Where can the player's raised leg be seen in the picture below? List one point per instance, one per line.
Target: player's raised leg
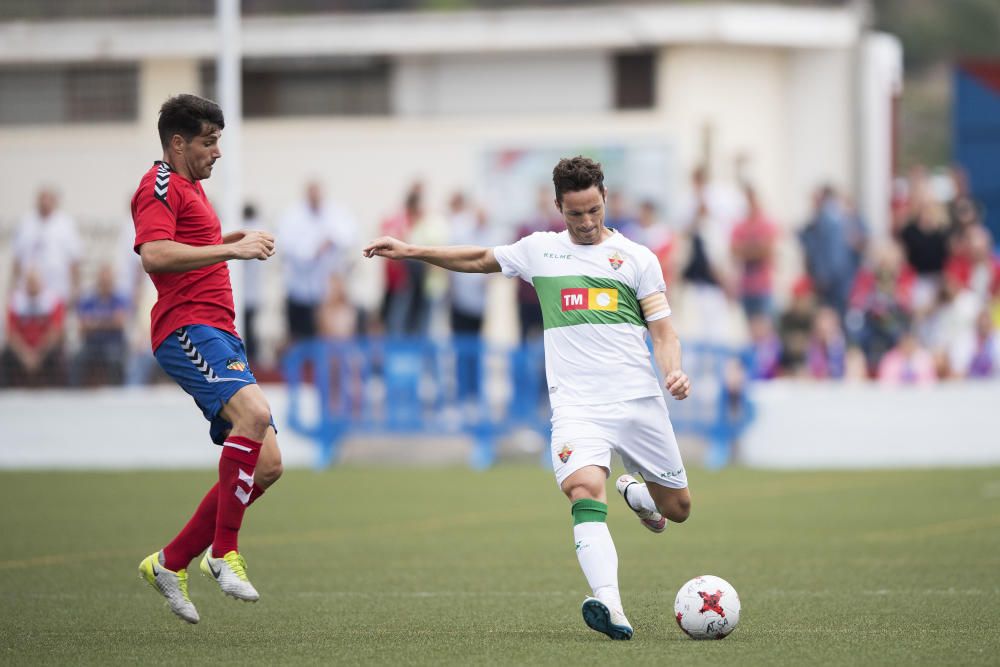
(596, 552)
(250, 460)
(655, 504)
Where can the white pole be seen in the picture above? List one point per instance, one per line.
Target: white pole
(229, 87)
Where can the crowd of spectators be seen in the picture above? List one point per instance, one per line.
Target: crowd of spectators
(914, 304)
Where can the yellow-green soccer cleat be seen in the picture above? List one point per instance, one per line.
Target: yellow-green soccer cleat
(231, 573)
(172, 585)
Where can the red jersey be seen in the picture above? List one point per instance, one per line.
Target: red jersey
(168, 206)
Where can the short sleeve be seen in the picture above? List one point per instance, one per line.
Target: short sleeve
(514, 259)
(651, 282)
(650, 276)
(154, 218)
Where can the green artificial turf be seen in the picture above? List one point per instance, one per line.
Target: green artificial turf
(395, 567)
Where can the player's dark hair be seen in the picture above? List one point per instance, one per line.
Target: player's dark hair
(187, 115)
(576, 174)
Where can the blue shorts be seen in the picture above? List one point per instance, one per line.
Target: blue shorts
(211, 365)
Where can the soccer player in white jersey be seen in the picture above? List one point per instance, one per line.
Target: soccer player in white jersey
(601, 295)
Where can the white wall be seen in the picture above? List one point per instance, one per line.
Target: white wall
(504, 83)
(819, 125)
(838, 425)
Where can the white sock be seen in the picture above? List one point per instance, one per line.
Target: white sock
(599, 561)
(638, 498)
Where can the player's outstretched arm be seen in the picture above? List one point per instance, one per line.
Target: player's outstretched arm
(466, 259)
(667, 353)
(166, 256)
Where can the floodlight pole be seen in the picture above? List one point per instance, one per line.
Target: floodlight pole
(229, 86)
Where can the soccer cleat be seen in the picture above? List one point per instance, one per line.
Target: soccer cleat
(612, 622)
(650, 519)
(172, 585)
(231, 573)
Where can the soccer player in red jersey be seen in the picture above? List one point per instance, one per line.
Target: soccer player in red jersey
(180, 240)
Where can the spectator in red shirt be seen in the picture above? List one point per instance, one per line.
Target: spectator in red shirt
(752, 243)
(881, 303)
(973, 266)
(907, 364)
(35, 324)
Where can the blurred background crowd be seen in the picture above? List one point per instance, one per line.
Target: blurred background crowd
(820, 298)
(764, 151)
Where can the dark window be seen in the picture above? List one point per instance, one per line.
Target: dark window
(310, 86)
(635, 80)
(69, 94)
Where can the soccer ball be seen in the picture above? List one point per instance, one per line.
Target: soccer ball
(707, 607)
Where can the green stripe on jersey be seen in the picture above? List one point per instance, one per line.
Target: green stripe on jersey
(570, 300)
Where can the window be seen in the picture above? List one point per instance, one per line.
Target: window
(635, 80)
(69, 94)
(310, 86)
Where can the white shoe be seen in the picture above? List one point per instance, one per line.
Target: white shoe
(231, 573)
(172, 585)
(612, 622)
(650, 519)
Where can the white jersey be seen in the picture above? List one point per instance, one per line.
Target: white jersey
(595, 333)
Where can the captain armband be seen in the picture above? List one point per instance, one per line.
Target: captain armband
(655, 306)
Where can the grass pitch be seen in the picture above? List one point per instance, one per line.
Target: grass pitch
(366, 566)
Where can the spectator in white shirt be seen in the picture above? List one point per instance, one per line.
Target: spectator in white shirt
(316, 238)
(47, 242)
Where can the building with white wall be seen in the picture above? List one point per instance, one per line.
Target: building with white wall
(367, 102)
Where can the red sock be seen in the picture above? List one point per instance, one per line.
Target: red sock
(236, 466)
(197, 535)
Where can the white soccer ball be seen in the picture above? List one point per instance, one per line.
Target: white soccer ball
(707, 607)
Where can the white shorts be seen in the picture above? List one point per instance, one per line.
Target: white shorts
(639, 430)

> _What you will do_: Give back, unaltered, each line of the listing from the first to the line that contains "Where can the green artificial", leaving every picture out.

> _Written response_:
Where can the player's raised leg be seen in the picture below? List one point per instance, one per line.
Target: player's raised leg
(596, 552)
(250, 460)
(655, 504)
Where can the white pole be seen in the picture above? List one point per instance, one per line.
Target: white pole
(229, 87)
Where can the crowd of spectators be seen in the picture above? List one point per instance, one per line.
Target: crowd of spectators
(914, 304)
Where can the yellow-green soccer cleat be seen in the picture above? List one point per instance, one per line.
Target: yellow-green soccer cleat
(231, 573)
(172, 585)
Where can the red jersey be seen in the picture above? List one point per instance, one per line.
Target: red jersey
(168, 206)
Where can the short sleeve be seen in the picture above? List one point per instance, one per line.
Target: short sleeve
(514, 259)
(651, 282)
(650, 276)
(154, 218)
Where can the green artificial turf be seen in the picture above? List one point per instance, one per line.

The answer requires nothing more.